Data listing
════════════════════

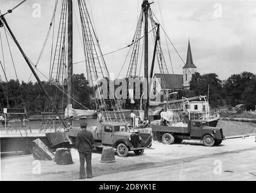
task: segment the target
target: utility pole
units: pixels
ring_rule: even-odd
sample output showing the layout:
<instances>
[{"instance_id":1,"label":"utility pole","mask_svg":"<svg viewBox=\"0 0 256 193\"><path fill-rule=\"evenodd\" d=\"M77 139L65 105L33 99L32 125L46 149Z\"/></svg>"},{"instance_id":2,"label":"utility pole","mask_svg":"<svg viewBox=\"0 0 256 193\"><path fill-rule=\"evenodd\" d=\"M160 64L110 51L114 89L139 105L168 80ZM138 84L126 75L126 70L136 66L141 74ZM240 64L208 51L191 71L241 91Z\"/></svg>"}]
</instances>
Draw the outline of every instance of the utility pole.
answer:
<instances>
[{"instance_id":1,"label":"utility pole","mask_svg":"<svg viewBox=\"0 0 256 193\"><path fill-rule=\"evenodd\" d=\"M144 78L147 80L147 92L146 104L144 106L144 118L148 118L149 114L149 26L148 26L148 15L149 15L149 7L150 4L147 0L143 0L142 4L141 5L142 8L145 16L145 27L144 27Z\"/></svg>"},{"instance_id":2,"label":"utility pole","mask_svg":"<svg viewBox=\"0 0 256 193\"><path fill-rule=\"evenodd\" d=\"M56 115L59 116L60 121L62 122L62 124L63 125L65 128L66 128L66 124L65 124L63 120L62 119L62 116L60 115L60 114L58 112L58 110L57 109L56 107L54 105L54 103L53 103L51 98L50 97L48 93L47 93L46 90L44 88L43 84L41 83L41 81L39 79L39 77L36 74L34 68L33 68L31 64L30 63L30 62L28 60L28 58L27 57L26 54L24 53L24 52L22 50L22 48L21 48L21 45L19 45L19 42L18 42L17 39L16 39L14 35L13 34L11 28L10 28L9 25L8 25L7 22L5 20L5 18L4 18L4 16L2 15L0 16L0 19L2 19L2 21L4 22L4 24L5 25L6 28L7 28L8 31L10 33L10 34L11 35L11 37L13 38L13 40L14 41L16 45L18 47L19 51L21 51L21 54L22 55L23 57L24 58L25 60L26 61L27 63L28 64L28 66L30 67L30 69L31 70L33 74L34 74L34 77L36 77L36 80L38 82L38 84L41 87L42 90L43 90L43 92L45 93L45 95L46 96L48 100L51 102L53 108L54 110Z\"/></svg>"},{"instance_id":3,"label":"utility pole","mask_svg":"<svg viewBox=\"0 0 256 193\"><path fill-rule=\"evenodd\" d=\"M73 98L73 13L72 0L68 2L68 101L72 104Z\"/></svg>"}]
</instances>

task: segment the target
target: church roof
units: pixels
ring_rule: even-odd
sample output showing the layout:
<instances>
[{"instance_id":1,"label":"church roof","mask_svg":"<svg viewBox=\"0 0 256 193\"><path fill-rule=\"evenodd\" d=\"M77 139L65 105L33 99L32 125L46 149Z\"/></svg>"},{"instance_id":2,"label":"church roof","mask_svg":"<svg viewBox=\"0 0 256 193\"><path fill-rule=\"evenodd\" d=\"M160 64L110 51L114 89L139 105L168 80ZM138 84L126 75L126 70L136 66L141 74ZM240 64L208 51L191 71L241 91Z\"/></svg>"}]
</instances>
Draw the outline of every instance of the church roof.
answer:
<instances>
[{"instance_id":1,"label":"church roof","mask_svg":"<svg viewBox=\"0 0 256 193\"><path fill-rule=\"evenodd\" d=\"M182 74L155 74L155 76L161 78L162 89L183 89Z\"/></svg>"},{"instance_id":2,"label":"church roof","mask_svg":"<svg viewBox=\"0 0 256 193\"><path fill-rule=\"evenodd\" d=\"M191 49L190 48L190 40L188 40L188 52L187 54L186 64L184 65L184 66L183 66L183 68L196 68L196 65L194 65L194 63L193 63L192 54L191 54Z\"/></svg>"}]
</instances>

════════════════════

THE PROBLEM: How many lines of the rows above contain the string "church"? Give only the number.

SOLUTION TO THE EXERCISE: 4